*Instruction:*
Reproduce the passage of the Swiggy drone article between "Swiggy’s mid-mile focused" and "challenged by inefficiency.", inclusive, swapping "pilot" for "trial".

*Selected text:*
Swiggy’s mid-mile focused drone pilot to take off soon, says CTO


Food delivery major Swiggy will soon operate a drone from a suburban warehouse off Gurugram or Bengaluru to a mid-city distribution center, a supply chain mechanization pilot as part of a larger drive to try out newer technologies to raise operational efficiency.


Swiggy is working with government regulators and partners like drone manufacturers to execute the pilot.

The company believes the transit from warehouses to locations at the heart of the city – from where delivery partners set off for the customer’s doorstep – is challenged by inefficiency.

“Today, you move them [inventory] via trucks or tell the customer you are out of stock. Now, the ‘middle mile’ delivery, meaning the transit from the warehouse to the pod [a collection center in the city], can be optimized by drones,” CTO Dale Vaz told reporters on the sidelines of tech summit CTOtalk in Chennai.

*Data shown:*

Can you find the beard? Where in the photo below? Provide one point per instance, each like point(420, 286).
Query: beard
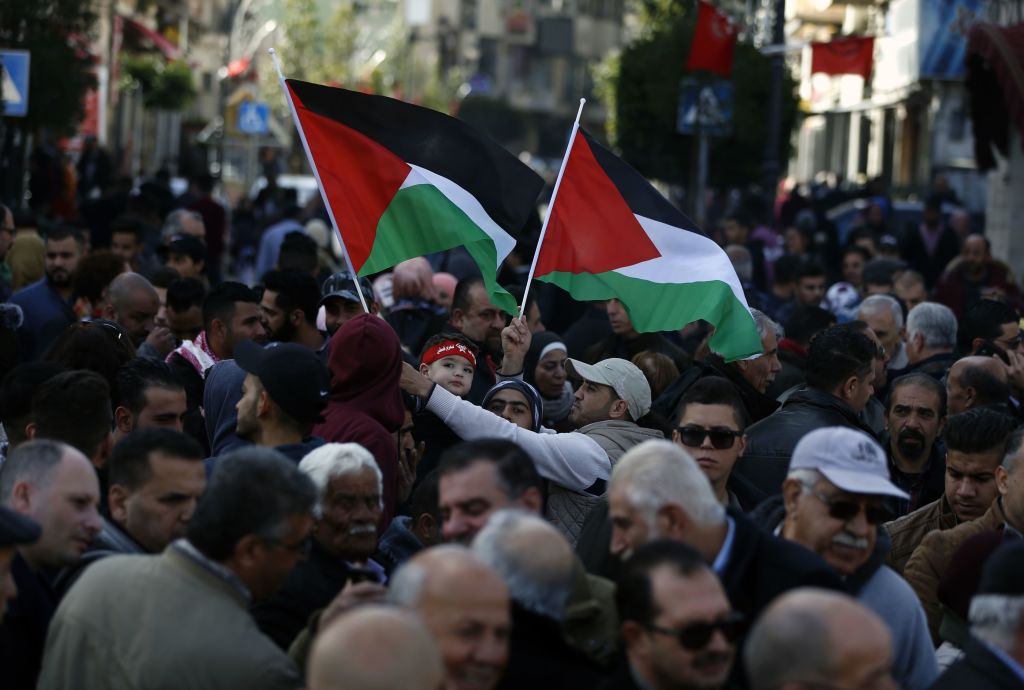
point(910, 443)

*Result of the exercise:*
Swiggy’s mid-mile focused drone trial to take off soon, says CTO


Food delivery major Swiggy will soon operate a drone from a suburban warehouse off Gurugram or Bengaluru to a mid-city distribution center, a supply chain mechanization trial as part of a larger drive to try out newer technologies to raise operational efficiency.


Swiggy is working with government regulators and partners like drone manufacturers to execute the trial.

The company believes the transit from warehouses to locations at the heart of the city – from where delivery partners set off for the customer’s doorstep – is challenged by inefficiency.